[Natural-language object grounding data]
————
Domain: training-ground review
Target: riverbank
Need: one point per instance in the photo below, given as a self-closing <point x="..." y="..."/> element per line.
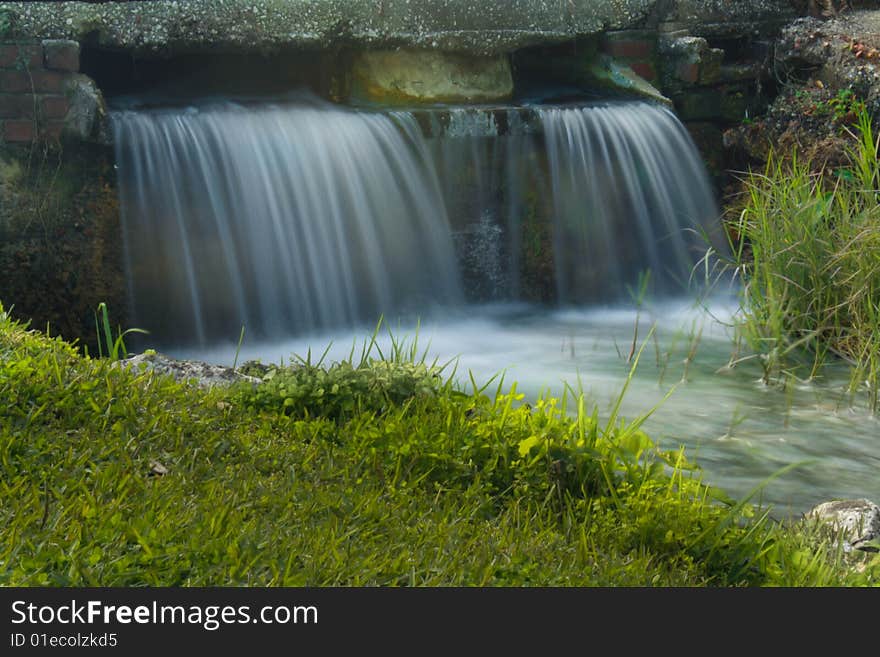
<point x="374" y="472"/>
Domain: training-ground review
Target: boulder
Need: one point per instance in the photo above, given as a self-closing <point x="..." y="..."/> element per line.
<point x="427" y="76"/>
<point x="856" y="522"/>
<point x="199" y="373"/>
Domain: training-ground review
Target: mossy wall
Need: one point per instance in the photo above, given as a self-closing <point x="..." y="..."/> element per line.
<point x="60" y="238"/>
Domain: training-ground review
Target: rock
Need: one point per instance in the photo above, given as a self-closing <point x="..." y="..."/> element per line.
<point x="163" y="27"/>
<point x="87" y="117"/>
<point x="425" y="76"/>
<point x="202" y="374"/>
<point x="857" y="522"/>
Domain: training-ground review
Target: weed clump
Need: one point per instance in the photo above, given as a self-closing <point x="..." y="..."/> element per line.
<point x="113" y="477"/>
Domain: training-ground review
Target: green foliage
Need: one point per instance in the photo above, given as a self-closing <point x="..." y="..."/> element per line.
<point x="419" y="484"/>
<point x="808" y="250"/>
<point x="112" y="348"/>
<point x="5" y="22"/>
<point x="845" y="104"/>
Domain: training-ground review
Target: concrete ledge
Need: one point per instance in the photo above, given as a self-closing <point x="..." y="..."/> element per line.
<point x="167" y="27"/>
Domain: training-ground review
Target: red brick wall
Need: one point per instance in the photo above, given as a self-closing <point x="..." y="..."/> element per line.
<point x="33" y="105"/>
<point x="635" y="48"/>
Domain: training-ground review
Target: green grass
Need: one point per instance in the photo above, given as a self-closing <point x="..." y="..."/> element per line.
<point x="378" y="471"/>
<point x="808" y="250"/>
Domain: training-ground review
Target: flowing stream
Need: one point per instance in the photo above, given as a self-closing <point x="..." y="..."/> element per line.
<point x="304" y="223"/>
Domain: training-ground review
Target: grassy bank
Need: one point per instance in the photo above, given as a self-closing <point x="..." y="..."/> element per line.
<point x="369" y="472"/>
<point x="807" y="245"/>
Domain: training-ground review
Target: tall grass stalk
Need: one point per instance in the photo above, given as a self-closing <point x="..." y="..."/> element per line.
<point x="807" y="246"/>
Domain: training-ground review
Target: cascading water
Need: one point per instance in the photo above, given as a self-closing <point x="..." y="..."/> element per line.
<point x="295" y="218"/>
<point x="282" y="219"/>
<point x="630" y="194"/>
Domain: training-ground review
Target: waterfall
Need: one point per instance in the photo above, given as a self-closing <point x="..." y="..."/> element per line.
<point x="302" y="217"/>
<point x="630" y="195"/>
<point x="285" y="219"/>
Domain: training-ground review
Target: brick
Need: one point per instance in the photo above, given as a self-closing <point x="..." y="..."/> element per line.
<point x="48" y="82"/>
<point x="18" y="131"/>
<point x="645" y="70"/>
<point x="16" y="106"/>
<point x="8" y="56"/>
<point x="31" y="56"/>
<point x="54" y="107"/>
<point x="629" y="48"/>
<point x="52" y="130"/>
<point x="14" y="82"/>
<point x="61" y="55"/>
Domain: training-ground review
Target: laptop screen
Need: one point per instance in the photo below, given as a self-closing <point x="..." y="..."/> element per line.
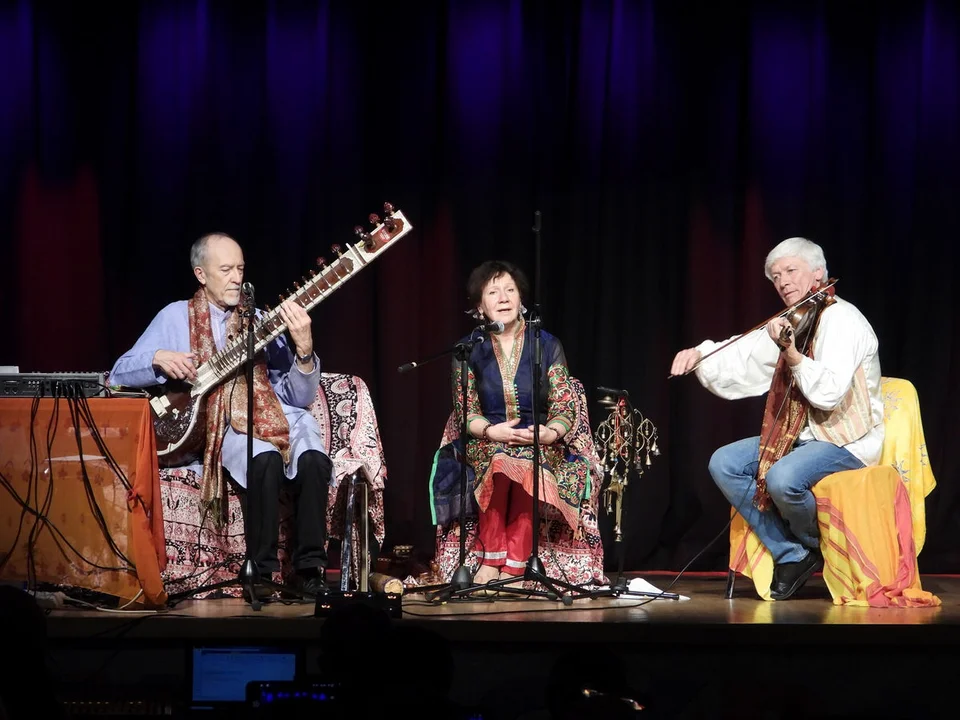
<point x="220" y="674"/>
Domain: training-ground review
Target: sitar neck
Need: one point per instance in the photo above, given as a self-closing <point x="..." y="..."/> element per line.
<point x="309" y="293"/>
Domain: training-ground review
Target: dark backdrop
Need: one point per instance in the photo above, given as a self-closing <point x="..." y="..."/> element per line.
<point x="668" y="146"/>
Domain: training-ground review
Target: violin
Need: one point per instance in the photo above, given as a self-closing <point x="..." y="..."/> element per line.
<point x="802" y="316"/>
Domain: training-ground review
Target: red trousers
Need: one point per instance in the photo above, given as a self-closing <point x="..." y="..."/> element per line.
<point x="505" y="533"/>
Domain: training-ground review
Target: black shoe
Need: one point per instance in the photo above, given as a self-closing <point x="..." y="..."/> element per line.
<point x="790" y="577"/>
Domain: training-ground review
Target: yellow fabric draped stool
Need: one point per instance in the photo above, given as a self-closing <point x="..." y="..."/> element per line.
<point x="872" y="521"/>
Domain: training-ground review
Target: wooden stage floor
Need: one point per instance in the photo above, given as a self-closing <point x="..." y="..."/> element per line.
<point x="625" y="619"/>
<point x="689" y="658"/>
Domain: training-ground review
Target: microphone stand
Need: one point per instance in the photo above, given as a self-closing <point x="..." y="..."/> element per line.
<point x="249" y="576"/>
<point x="463" y="576"/>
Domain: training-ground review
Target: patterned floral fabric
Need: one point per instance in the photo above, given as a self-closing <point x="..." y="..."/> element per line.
<point x="199" y="554"/>
<point x="870" y="557"/>
<point x="574" y="555"/>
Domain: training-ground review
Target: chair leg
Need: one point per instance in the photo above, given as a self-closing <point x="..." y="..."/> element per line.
<point x="731" y="578"/>
<point x="346" y="548"/>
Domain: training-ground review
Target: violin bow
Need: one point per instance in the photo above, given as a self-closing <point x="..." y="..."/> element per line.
<point x="783" y="313"/>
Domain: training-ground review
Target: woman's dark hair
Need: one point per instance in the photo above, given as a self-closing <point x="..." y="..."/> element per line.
<point x="482" y="274"/>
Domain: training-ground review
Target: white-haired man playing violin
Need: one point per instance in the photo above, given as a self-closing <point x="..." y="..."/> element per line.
<point x="823" y="414"/>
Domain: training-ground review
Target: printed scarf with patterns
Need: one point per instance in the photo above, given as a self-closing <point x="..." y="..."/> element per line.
<point x="270" y="424"/>
<point x="783" y="418"/>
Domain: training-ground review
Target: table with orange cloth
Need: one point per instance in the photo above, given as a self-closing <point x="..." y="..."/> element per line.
<point x="95" y="530"/>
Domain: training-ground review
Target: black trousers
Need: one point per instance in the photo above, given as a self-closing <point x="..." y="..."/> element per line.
<point x="261" y="509"/>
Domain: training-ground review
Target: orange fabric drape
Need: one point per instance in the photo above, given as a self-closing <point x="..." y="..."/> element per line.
<point x="71" y="547"/>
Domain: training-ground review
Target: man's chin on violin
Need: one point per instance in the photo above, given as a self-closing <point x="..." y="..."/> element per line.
<point x="823" y="413"/>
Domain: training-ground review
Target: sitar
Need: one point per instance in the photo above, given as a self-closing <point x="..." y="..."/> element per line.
<point x="177" y="412"/>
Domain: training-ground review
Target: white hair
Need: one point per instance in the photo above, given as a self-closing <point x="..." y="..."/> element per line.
<point x="198" y="251"/>
<point x="806" y="250"/>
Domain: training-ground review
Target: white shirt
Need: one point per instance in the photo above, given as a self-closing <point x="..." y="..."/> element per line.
<point x="844" y="342"/>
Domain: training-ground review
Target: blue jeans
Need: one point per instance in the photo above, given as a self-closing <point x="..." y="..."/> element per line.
<point x="790" y="533"/>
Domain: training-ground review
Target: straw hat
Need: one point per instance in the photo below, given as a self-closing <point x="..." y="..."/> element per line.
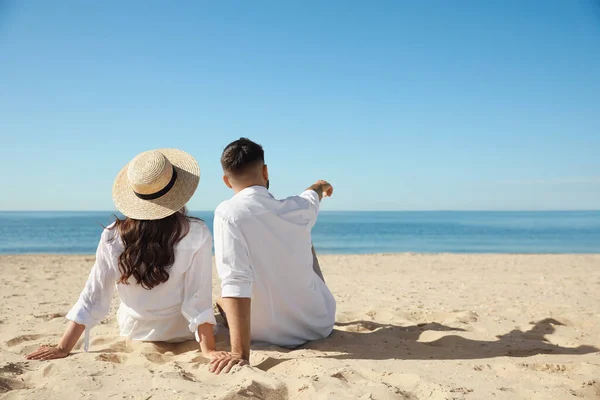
<point x="156" y="184"/>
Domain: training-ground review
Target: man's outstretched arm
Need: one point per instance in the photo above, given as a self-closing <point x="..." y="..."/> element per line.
<point x="322" y="188"/>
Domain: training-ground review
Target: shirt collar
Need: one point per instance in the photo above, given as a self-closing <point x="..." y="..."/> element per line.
<point x="255" y="191"/>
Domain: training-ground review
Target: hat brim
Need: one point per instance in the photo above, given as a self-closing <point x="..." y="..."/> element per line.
<point x="188" y="177"/>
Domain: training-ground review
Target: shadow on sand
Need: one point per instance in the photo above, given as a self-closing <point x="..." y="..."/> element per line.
<point x="376" y="341"/>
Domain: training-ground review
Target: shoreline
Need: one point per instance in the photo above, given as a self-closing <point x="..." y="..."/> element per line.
<point x="408" y="326"/>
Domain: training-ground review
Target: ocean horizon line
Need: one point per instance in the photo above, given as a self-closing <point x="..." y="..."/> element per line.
<point x="339" y="211"/>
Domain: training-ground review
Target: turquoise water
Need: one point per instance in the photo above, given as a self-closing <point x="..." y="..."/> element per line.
<point x="348" y="232"/>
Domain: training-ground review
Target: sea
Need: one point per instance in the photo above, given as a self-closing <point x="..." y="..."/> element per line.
<point x="347" y="232"/>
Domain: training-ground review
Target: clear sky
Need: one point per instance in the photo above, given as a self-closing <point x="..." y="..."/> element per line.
<point x="402" y="105"/>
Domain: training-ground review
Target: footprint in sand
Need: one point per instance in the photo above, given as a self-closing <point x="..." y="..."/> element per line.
<point x="155" y="358"/>
<point x="113" y="358"/>
<point x="51" y="316"/>
<point x="21" y="339"/>
<point x="9" y="384"/>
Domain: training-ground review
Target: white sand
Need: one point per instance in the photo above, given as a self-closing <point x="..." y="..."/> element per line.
<point x="409" y="327"/>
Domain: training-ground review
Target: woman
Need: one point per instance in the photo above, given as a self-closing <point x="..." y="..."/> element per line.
<point x="159" y="259"/>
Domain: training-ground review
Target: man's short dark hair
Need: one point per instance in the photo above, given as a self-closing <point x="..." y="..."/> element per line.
<point x="241" y="155"/>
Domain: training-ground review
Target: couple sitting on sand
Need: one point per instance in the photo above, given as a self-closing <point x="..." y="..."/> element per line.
<point x="160" y="261"/>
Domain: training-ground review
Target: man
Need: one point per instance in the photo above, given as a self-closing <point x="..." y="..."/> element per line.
<point x="272" y="287"/>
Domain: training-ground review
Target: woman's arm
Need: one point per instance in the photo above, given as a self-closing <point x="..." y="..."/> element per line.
<point x="197" y="296"/>
<point x="91" y="307"/>
<point x="64" y="347"/>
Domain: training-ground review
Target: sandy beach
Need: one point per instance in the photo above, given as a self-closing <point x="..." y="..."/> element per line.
<point x="408" y="327"/>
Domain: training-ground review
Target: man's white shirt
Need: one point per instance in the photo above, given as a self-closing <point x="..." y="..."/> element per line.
<point x="263" y="252"/>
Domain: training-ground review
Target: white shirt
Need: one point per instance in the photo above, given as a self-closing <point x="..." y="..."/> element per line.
<point x="263" y="251"/>
<point x="171" y="311"/>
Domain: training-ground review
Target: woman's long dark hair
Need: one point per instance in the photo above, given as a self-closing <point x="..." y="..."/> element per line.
<point x="150" y="247"/>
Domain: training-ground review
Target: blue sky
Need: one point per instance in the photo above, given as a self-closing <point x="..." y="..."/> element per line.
<point x="402" y="105"/>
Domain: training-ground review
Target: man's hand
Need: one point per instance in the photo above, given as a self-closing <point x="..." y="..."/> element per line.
<point x="323" y="189"/>
<point x="47" y="353"/>
<point x="225" y="363"/>
<point x="214" y="354"/>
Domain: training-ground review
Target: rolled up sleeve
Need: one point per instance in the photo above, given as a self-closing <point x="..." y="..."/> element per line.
<point x="232" y="259"/>
<point x="197" y="297"/>
<point x="94" y="301"/>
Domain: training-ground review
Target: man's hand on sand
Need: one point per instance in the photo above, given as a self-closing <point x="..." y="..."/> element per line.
<point x="225" y="363"/>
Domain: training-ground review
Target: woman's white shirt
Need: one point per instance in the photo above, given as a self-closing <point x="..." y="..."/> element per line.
<point x="171" y="311"/>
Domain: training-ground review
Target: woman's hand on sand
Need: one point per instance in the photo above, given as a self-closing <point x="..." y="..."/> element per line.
<point x="225" y="363"/>
<point x="47" y="353"/>
<point x="214" y="354"/>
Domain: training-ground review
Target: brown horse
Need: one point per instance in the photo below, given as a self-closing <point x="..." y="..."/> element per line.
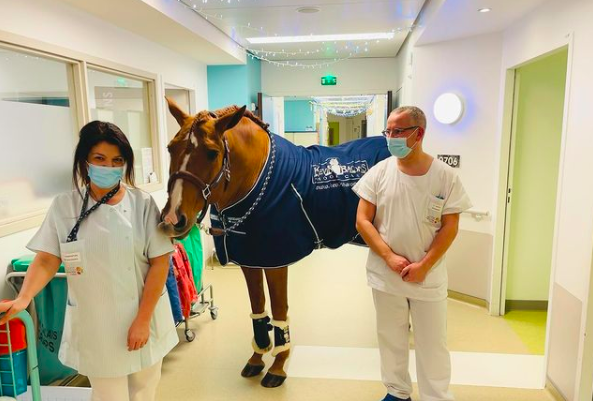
<point x="301" y="200"/>
<point x="200" y="175"/>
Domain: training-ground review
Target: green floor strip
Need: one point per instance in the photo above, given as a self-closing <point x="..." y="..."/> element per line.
<point x="530" y="326"/>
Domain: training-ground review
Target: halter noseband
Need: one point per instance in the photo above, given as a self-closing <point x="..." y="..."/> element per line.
<point x="206" y="189"/>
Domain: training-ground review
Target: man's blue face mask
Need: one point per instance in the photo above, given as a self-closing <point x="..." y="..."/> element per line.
<point x="398" y="147"/>
<point x="105" y="177"/>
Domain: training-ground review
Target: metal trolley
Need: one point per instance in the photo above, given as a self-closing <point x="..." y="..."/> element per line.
<point x="198" y="309"/>
<point x="8" y="369"/>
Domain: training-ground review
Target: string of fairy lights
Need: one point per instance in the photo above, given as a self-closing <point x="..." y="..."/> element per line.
<point x="349" y="106"/>
<point x="331" y="52"/>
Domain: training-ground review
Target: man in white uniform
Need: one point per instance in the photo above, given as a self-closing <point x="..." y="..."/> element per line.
<point x="409" y="215"/>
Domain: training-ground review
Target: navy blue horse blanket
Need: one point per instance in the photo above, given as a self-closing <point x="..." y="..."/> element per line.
<point x="308" y="204"/>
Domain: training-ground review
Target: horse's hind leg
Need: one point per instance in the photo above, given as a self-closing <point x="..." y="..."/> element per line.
<point x="277" y="284"/>
<point x="261" y="340"/>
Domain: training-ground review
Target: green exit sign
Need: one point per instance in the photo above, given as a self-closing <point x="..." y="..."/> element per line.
<point x="329" y="80"/>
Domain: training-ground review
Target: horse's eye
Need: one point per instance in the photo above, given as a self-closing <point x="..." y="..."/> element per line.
————
_Requirement_
Your output should be the lines above from the one that contains "Target: waterfall" through the one that contains "Target: wooden stage floor", word for word, with pictures left out.

_Answer space_
Target: waterfall
Need: one point per instance in the photo above, given as a self-closing <point x="..." y="..."/> element per line.
<point x="302" y="217"/>
<point x="630" y="195"/>
<point x="285" y="219"/>
Domain: training-ground review
Target: brick
Need: one point per instance in the photo above, given as a self-closing <point x="..." y="..."/> element per line.
<point x="48" y="82"/>
<point x="18" y="131"/>
<point x="645" y="70"/>
<point x="16" y="106"/>
<point x="8" y="56"/>
<point x="31" y="56"/>
<point x="54" y="107"/>
<point x="629" y="48"/>
<point x="52" y="130"/>
<point x="14" y="82"/>
<point x="61" y="55"/>
Domain: training-ground review
Target: laptop screen
Need: one point per instance in the photo below, given as a self-closing <point x="..." y="..."/> element per line.
<point x="220" y="674"/>
Domain: training-ground review
Target: sitar neck
Need: one point per instance in the photo above, given as a self-closing <point x="..." y="..."/> element per line.
<point x="309" y="293"/>
Domain: training-ground review
Target: dark backdrop
Need: one point per instance in the photo above, given as a self-closing <point x="..." y="..."/> element per line.
<point x="668" y="146"/>
Domain: training-ground review
Target: violin
Need: one point per instance in the photo above, given as a self-closing <point x="..." y="..."/> element per line.
<point x="802" y="316"/>
Domain: training-ground review
Target: red trousers
Need: one point per instance in the photo above, given as a self-closing <point x="..." y="..."/> element per line.
<point x="505" y="533"/>
Domain: training-ground review
Target: black shoe
Need: one point per instance in the photo above, given as a self-closing <point x="..." y="..."/> element per line.
<point x="790" y="577"/>
Domain: training-ground review
Target: yellow fabric draped stool
Need: one point per instance in the photo above, given as a self-closing <point x="..." y="..."/> element per line.
<point x="872" y="521"/>
Domain: training-ground review
Target: wooden stage floor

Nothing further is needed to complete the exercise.